--- Task prompt ---
Copy exactly the stretch of data below from the line with "Query: bird's wing" through the line with "like [[36, 158]].", including both of those lines.

Saved data entries:
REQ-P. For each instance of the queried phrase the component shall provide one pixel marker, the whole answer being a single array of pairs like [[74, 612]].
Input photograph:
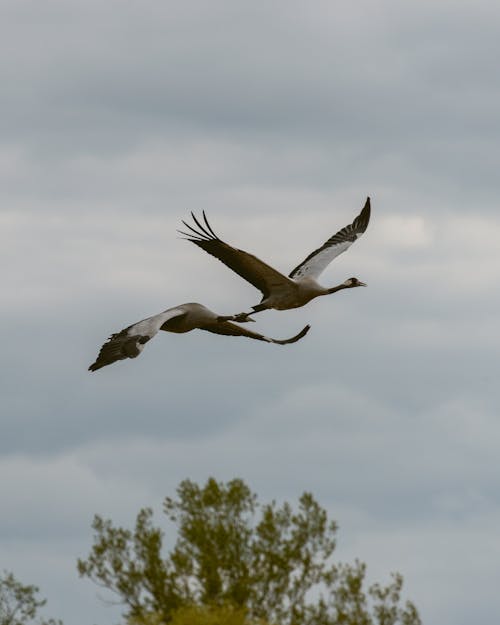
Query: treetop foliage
[[259, 562], [19, 604]]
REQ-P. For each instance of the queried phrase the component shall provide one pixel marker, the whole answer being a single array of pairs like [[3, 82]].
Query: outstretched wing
[[318, 260], [246, 265], [129, 343], [231, 329]]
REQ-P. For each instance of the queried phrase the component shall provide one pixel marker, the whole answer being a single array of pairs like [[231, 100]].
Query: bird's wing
[[246, 265], [231, 329], [318, 260], [129, 342]]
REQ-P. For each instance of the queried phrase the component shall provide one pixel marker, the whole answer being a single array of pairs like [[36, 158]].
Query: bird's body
[[279, 291], [129, 342]]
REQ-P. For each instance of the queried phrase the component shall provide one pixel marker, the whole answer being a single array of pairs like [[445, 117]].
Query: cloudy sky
[[277, 118]]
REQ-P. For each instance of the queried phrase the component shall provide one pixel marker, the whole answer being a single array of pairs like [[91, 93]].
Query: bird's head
[[352, 282]]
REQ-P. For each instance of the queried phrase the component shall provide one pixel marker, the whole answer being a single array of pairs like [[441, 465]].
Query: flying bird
[[130, 342], [279, 291]]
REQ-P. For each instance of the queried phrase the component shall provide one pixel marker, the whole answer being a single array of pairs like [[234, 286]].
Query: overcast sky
[[277, 119]]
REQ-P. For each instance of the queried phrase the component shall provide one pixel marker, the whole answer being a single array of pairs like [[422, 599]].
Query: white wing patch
[[151, 325], [319, 260], [316, 264], [130, 342]]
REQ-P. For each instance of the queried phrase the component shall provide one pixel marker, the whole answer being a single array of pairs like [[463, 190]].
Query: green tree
[[19, 604], [272, 562]]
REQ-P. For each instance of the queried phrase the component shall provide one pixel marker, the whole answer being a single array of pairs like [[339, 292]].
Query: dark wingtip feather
[[295, 338]]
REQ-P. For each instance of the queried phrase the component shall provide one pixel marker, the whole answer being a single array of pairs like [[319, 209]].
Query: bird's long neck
[[339, 287]]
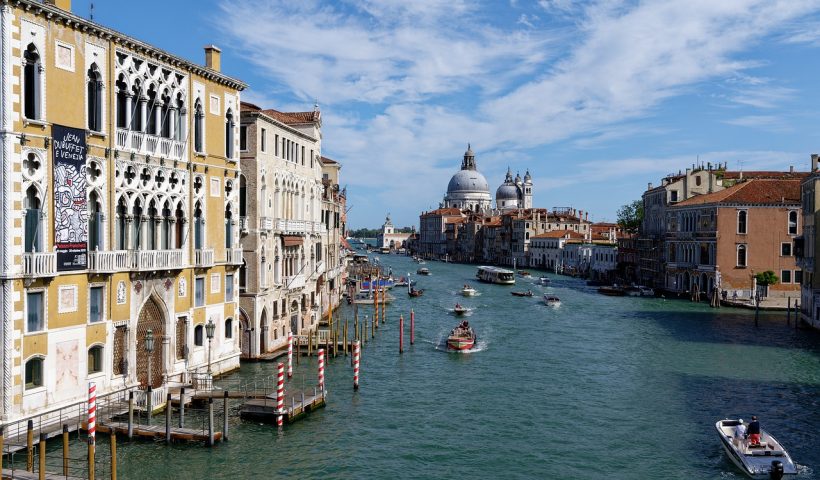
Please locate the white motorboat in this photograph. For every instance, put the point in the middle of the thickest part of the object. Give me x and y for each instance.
(468, 291)
(764, 461)
(552, 301)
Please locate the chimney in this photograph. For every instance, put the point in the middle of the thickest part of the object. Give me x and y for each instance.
(61, 4)
(212, 57)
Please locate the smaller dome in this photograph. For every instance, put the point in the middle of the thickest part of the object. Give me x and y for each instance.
(506, 192)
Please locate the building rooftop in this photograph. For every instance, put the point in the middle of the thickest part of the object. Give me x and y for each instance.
(755, 191)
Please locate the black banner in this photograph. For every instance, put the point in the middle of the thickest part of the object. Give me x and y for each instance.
(70, 204)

--- Written response ---
Query: bird's wing
[[246, 265], [231, 329], [318, 260], [129, 342]]
REQ-P. For each instance of the queried phrase the component shall provide one pixel marker, the whole answer being a single array of pairs like [[36, 158]].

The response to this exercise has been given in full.